#### RECORD EXTRACTS ####
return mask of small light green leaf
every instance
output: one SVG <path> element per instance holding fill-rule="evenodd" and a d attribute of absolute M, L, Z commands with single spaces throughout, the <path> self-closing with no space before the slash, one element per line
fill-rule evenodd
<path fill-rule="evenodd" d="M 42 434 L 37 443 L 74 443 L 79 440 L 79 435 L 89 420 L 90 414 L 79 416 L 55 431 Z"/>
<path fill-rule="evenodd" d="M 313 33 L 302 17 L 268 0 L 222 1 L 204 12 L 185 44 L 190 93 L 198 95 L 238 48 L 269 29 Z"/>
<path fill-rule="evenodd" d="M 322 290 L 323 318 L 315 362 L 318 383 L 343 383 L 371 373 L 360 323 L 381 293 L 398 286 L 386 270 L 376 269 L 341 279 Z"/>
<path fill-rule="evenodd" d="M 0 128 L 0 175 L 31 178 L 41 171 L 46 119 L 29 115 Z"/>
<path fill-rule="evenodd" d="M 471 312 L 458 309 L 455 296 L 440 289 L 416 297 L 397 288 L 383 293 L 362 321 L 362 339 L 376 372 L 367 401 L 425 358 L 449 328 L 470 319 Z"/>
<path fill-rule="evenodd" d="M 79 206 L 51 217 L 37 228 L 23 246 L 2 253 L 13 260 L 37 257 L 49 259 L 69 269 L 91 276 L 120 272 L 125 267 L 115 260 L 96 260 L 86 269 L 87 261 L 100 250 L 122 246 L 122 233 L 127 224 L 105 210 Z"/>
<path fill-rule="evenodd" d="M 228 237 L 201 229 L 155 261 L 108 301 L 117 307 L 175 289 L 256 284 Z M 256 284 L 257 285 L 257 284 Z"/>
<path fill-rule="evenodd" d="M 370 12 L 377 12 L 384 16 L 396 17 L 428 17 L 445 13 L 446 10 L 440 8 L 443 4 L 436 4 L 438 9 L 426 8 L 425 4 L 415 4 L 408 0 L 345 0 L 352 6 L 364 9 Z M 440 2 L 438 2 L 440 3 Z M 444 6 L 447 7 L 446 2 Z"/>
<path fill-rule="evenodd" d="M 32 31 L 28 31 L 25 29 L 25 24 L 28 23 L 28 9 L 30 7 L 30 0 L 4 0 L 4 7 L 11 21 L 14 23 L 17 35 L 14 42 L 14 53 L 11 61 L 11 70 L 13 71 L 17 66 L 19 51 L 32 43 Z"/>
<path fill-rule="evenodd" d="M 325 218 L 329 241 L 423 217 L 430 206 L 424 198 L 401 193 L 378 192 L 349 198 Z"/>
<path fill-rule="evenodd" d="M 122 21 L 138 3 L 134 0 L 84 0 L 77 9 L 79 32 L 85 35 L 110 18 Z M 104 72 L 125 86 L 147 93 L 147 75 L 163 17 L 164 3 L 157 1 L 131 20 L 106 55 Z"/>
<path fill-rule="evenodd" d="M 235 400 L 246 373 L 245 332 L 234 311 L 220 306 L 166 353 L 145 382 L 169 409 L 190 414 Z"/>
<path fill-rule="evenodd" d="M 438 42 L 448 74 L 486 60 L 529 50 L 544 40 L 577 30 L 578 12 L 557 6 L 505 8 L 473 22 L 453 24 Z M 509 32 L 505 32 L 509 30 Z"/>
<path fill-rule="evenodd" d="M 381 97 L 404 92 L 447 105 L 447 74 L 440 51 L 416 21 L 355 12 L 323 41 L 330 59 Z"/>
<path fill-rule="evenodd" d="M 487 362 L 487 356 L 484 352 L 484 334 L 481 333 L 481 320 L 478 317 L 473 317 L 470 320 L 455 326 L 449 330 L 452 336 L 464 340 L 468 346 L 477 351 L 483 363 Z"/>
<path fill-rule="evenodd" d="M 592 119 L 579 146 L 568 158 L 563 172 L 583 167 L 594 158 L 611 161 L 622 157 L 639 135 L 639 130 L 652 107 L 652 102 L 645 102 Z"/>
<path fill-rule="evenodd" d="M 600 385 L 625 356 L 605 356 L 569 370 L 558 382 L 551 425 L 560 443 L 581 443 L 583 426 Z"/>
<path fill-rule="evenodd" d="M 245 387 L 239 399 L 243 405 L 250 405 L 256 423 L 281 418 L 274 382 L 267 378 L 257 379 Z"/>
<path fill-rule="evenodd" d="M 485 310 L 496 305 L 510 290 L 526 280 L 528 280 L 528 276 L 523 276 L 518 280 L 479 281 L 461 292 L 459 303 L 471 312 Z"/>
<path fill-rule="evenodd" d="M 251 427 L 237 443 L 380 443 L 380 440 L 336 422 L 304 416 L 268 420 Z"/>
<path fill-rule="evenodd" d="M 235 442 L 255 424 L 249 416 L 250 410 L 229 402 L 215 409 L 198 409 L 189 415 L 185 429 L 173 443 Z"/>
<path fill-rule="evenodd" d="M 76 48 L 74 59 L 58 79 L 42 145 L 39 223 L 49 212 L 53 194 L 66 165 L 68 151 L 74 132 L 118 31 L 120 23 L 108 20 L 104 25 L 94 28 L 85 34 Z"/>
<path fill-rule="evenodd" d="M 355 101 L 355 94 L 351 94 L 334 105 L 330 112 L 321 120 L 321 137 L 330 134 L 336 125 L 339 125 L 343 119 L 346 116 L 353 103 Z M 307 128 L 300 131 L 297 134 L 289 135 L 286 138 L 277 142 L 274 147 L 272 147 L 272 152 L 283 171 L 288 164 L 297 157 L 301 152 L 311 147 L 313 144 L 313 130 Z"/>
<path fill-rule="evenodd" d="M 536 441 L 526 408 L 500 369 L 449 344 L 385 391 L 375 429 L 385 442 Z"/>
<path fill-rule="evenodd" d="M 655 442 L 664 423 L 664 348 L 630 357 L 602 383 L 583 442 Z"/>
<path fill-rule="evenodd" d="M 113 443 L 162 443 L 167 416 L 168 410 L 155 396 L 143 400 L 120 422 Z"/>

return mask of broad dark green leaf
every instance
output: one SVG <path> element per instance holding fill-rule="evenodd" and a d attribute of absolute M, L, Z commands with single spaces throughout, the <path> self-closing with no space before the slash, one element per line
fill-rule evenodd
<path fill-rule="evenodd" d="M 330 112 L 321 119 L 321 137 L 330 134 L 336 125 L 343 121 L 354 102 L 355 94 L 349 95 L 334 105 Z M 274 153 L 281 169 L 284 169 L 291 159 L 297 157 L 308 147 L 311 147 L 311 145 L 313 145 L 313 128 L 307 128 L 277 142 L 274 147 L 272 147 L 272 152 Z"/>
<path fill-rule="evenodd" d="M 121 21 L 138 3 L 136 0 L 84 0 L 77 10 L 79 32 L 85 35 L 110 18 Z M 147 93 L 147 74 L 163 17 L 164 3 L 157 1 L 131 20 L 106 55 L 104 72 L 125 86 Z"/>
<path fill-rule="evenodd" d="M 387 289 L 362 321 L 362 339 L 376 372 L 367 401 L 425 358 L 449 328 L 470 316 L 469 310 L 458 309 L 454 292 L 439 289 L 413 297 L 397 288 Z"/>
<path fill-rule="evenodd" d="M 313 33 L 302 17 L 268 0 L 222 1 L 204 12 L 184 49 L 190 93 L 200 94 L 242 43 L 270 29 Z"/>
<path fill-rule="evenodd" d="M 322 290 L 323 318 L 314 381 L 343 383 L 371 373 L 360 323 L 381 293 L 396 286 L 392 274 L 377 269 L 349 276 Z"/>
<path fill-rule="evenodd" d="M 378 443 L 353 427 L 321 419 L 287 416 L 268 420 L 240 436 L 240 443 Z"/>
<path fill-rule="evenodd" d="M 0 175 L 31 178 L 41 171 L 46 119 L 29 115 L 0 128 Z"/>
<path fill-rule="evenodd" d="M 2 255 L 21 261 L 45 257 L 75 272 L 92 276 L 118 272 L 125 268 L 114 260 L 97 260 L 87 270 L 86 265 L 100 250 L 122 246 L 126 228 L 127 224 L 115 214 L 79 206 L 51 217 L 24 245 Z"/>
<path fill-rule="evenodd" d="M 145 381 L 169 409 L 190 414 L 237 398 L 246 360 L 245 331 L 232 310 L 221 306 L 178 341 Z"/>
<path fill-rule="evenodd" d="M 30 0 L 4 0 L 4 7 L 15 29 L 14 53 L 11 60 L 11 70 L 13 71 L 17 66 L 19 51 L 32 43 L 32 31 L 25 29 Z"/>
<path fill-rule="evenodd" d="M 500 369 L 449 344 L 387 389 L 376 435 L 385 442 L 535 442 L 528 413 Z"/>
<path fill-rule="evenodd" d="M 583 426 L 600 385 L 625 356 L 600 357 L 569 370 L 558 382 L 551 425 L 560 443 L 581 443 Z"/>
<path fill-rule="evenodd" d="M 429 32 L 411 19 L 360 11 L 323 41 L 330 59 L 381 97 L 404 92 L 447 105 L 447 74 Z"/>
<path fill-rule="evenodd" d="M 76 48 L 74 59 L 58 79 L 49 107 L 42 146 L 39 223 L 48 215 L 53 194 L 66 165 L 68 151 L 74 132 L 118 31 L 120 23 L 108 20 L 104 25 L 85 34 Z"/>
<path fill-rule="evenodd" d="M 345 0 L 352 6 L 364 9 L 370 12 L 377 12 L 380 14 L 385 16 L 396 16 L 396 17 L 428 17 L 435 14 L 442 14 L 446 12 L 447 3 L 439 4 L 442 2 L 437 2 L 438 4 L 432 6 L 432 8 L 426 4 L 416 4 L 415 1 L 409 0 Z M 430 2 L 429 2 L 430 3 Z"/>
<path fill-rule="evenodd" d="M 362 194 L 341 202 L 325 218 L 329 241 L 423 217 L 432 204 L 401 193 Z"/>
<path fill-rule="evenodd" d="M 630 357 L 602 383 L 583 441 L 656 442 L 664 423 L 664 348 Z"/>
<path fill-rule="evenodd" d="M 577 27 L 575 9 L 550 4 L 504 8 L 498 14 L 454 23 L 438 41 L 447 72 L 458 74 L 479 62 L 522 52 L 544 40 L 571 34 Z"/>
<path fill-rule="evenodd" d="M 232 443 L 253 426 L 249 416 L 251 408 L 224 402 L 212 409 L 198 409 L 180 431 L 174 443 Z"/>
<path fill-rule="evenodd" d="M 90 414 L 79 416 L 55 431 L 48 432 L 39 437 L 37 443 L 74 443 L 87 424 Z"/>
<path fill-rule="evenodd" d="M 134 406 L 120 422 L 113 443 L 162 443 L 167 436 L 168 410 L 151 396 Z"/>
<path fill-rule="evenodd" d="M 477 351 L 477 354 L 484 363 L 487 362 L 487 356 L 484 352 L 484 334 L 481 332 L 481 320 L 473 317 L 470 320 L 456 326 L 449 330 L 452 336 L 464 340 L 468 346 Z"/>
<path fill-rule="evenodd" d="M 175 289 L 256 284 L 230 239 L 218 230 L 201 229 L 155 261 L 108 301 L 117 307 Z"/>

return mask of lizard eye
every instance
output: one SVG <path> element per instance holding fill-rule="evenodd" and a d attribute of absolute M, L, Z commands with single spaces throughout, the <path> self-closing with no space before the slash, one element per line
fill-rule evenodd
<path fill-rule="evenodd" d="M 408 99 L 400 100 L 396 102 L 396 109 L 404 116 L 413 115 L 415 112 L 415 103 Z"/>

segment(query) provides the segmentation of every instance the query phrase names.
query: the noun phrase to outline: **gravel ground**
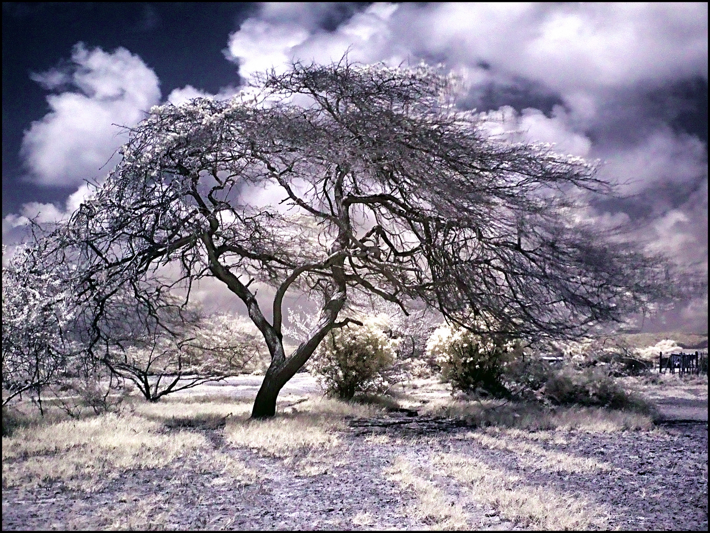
####
Reproduce without any changes the part of the material above that opens with the line containing "return mask of broad dark green leaf" and closes with the line containing "583 426 L 600", including both of those lines.

WORKED ANSWER:
return mask of broad dark green leaf
every instance
output: one SVG <path> element per instance holding fill-rule="evenodd" and a d attribute of absolute M, L, Z commands with single spaces throughout, the <path> self-closing with no space before the slash, one element per line
fill-rule evenodd
<path fill-rule="evenodd" d="M 330 112 L 321 119 L 321 137 L 330 134 L 336 125 L 343 121 L 354 102 L 355 94 L 349 95 L 334 105 Z M 274 153 L 281 169 L 284 169 L 291 159 L 297 157 L 308 147 L 311 147 L 311 145 L 313 145 L 313 128 L 307 128 L 277 142 L 274 147 L 272 147 L 272 152 Z"/>
<path fill-rule="evenodd" d="M 121 21 L 138 3 L 136 0 L 84 0 L 77 10 L 79 32 L 85 35 L 110 18 Z M 147 93 L 147 74 L 163 17 L 164 3 L 157 1 L 131 20 L 106 55 L 104 72 L 125 86 Z"/>
<path fill-rule="evenodd" d="M 387 289 L 362 321 L 362 339 L 376 372 L 367 401 L 425 358 L 449 328 L 470 316 L 469 310 L 458 309 L 454 292 L 439 289 L 413 297 L 397 288 Z"/>
<path fill-rule="evenodd" d="M 313 33 L 302 17 L 268 0 L 222 1 L 204 12 L 184 49 L 190 93 L 200 94 L 242 43 L 270 29 Z"/>
<path fill-rule="evenodd" d="M 322 290 L 323 318 L 314 381 L 343 383 L 371 373 L 360 323 L 381 293 L 396 286 L 392 274 L 377 269 L 349 276 Z"/>
<path fill-rule="evenodd" d="M 378 443 L 353 427 L 321 419 L 287 416 L 268 420 L 240 436 L 240 443 Z"/>
<path fill-rule="evenodd" d="M 0 175 L 31 178 L 41 171 L 46 119 L 29 115 L 0 128 Z"/>
<path fill-rule="evenodd" d="M 2 255 L 21 261 L 45 257 L 75 272 L 92 276 L 118 272 L 125 268 L 114 260 L 97 260 L 87 270 L 86 265 L 100 250 L 122 246 L 126 228 L 127 224 L 115 214 L 79 206 L 51 217 L 24 245 Z"/>
<path fill-rule="evenodd" d="M 145 381 L 169 409 L 190 414 L 237 398 L 246 360 L 245 331 L 232 310 L 221 306 L 178 341 Z"/>
<path fill-rule="evenodd" d="M 30 0 L 4 0 L 4 7 L 15 29 L 14 53 L 11 60 L 11 70 L 13 71 L 17 66 L 19 51 L 32 43 L 32 31 L 25 29 Z"/>
<path fill-rule="evenodd" d="M 500 369 L 449 344 L 387 389 L 376 435 L 385 442 L 535 442 L 528 413 Z"/>
<path fill-rule="evenodd" d="M 583 426 L 600 385 L 625 356 L 600 357 L 569 370 L 558 382 L 551 425 L 560 443 L 581 443 Z"/>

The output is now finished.